**The task:** Edit the records below so that each "keypoint" becomes "marker", keeping everything else identical.

**Dataset records:**
***
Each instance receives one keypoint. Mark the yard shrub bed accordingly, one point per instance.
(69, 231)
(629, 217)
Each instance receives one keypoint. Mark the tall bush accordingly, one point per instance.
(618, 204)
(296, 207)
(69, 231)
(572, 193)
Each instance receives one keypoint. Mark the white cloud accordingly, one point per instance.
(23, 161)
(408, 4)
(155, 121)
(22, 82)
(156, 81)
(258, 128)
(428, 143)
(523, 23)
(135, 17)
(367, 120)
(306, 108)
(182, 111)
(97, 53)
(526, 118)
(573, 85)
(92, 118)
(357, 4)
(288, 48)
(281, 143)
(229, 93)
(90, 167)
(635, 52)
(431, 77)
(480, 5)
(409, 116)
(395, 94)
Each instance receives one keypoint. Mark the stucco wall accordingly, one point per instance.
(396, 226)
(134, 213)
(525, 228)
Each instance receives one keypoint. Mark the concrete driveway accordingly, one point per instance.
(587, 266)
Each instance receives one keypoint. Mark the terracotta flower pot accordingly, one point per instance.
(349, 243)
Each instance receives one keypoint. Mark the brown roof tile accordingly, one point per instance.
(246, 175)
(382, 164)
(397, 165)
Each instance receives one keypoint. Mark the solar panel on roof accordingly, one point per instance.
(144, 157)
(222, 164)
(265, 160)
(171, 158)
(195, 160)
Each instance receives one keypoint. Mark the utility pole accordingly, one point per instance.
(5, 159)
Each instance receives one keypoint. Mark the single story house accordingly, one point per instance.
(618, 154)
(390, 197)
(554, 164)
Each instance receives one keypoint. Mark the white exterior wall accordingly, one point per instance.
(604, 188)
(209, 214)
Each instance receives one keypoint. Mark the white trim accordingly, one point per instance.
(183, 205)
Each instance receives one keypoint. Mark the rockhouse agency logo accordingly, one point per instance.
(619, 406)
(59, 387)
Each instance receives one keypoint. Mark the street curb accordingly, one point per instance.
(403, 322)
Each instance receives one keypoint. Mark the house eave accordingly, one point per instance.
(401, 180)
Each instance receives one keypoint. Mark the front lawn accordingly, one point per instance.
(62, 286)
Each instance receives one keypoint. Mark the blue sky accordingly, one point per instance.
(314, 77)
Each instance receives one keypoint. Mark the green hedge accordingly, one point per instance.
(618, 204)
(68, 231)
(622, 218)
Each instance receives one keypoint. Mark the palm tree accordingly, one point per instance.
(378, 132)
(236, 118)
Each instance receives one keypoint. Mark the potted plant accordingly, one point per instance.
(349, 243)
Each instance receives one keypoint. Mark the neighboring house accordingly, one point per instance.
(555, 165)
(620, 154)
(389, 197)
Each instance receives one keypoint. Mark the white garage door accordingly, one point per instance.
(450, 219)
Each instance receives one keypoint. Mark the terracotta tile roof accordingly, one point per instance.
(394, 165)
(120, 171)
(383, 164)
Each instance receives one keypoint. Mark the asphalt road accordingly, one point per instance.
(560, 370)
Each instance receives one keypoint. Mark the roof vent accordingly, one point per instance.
***
**Task solution:**
Each instance receives one marker. Mark the yard shrub bed accordingly, one point per instance.
(69, 231)
(629, 217)
Each instance receives one marker. Mark the tall bush accordingly, one point per instance.
(618, 204)
(296, 207)
(69, 231)
(572, 193)
Each instance receives one marker. Mark the white cloud accordingly, one point per instance.
(23, 161)
(408, 4)
(155, 121)
(22, 82)
(156, 81)
(258, 128)
(428, 143)
(523, 23)
(135, 17)
(367, 120)
(306, 108)
(182, 111)
(97, 53)
(526, 118)
(573, 85)
(92, 118)
(357, 4)
(288, 48)
(281, 143)
(229, 93)
(90, 167)
(635, 52)
(431, 77)
(480, 5)
(409, 116)
(395, 94)
Each instance receives one marker. Mark the stucco wall accordingly, one point per instance.
(396, 226)
(134, 213)
(525, 228)
Each instance receives one marker. Mark the concrete driveway accordingly, one point per instance.
(587, 266)
Each instance receives one marker. Mark the terracotta flower pot accordingly, one point per instance.
(349, 243)
Each instance receives one marker. Mark the brown roof tile accordingly, one point per instance.
(246, 175)
(382, 164)
(397, 165)
Each instance receives one marker. Mark the solar panel on roof accordingly, one point per instance.
(144, 157)
(222, 164)
(265, 160)
(171, 158)
(195, 160)
Each instance receives one marker. Mark the utility pole accordingly, one point per instance.
(5, 159)
Each instance receives one marker. Mark the single story house accordingly, one point per instance.
(618, 154)
(390, 197)
(554, 164)
Each instance receives one marker. Mark the white exterior wall accordingly, one point per instance.
(604, 188)
(209, 214)
Each instance receives one marker. Mark the white trim accordingly, one point per instance.
(183, 205)
Each instance receives one marker. Mark the rockhouse agency logo accordingly, one point per instance.
(619, 406)
(59, 387)
Each instance receives one marker. Mark the street curb accordingly, one point per instance.
(403, 322)
Each instance receives one marker. Mark the house eave accordingly, one point per instance.
(401, 180)
Each instance receives one marker. Mark the front lawn accordingly, one point per instance.
(62, 286)
Each instance receives one marker. Mark the blue sky accordingly, one point per instance.
(314, 77)
Each instance receives one marker. Mark the green hedge accordingly, one point per instance.
(618, 204)
(68, 231)
(622, 218)
Each instance receives one marker. Mark the palm tree accordingly, one point per instance.
(378, 132)
(236, 118)
Each instance receives one marker. Mark the potted plant accordingly, one point per instance.
(349, 243)
Each instance receives one marker. Mark the neighboring house accordingly, one point per instance.
(555, 165)
(620, 154)
(389, 197)
Each instance receives one marker. Mark the white garage door accordingly, one point per instance.
(450, 219)
Each instance receives one marker. Mark the terracotta tile roof accordingly, one point per instance.
(394, 165)
(120, 171)
(383, 164)
Each instance receives one marker. Mark the asphalt road accordingly, one point per instance.
(560, 370)
Each instance receives one marker. Mark the roof vent accordingly, one point per instance.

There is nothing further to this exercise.